Data entries

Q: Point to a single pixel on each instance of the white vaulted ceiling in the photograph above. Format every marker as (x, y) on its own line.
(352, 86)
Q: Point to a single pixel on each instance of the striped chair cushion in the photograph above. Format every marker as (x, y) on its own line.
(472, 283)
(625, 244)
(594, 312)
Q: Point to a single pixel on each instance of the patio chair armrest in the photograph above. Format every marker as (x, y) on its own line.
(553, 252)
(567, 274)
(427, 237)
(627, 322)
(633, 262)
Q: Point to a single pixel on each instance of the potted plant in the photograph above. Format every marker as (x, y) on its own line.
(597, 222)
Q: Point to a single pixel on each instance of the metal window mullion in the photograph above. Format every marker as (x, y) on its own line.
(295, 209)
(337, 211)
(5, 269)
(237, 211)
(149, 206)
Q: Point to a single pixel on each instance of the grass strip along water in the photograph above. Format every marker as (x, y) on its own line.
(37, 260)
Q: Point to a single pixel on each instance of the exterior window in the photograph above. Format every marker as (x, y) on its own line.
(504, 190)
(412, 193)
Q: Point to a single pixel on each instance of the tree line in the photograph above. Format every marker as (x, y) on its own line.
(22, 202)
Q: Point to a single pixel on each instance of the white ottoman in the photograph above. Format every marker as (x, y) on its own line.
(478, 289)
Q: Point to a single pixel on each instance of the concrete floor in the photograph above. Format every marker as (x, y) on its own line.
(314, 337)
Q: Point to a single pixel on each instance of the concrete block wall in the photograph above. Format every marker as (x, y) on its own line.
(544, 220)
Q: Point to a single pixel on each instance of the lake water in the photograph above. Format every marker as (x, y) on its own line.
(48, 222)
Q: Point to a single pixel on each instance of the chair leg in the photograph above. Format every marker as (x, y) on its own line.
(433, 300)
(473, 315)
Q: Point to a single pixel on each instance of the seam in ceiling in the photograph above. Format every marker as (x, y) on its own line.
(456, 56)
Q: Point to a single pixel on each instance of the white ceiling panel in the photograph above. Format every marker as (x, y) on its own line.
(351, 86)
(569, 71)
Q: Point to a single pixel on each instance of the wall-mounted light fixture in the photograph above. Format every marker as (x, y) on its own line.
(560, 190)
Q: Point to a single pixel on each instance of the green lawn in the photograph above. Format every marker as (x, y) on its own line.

WHAT THE TASK REQUIRES -> Go back to the data above and please quote exactly, and only, the lines from the line with "of the seam" through its last line.

THE ANSWER ->
Q: Point to a single pixel on each instance of the seam in ceiling in the photograph above. Format every marker as (x, y) on its own line.
(456, 56)
Q: Point to a single pixel on each instance of the white ceiling panel in the photograph above. Format every marker as (x, y) on its own line.
(351, 86)
(569, 71)
Q: Point to a single pixel on each instance of the wall-mounted light fixture in the photograph above. Format every marker as (x, y) on its own line.
(560, 190)
Q: Point to a single pixel on each instance of the green lawn in the photograph above. Format every marker as (x, y) on its own line.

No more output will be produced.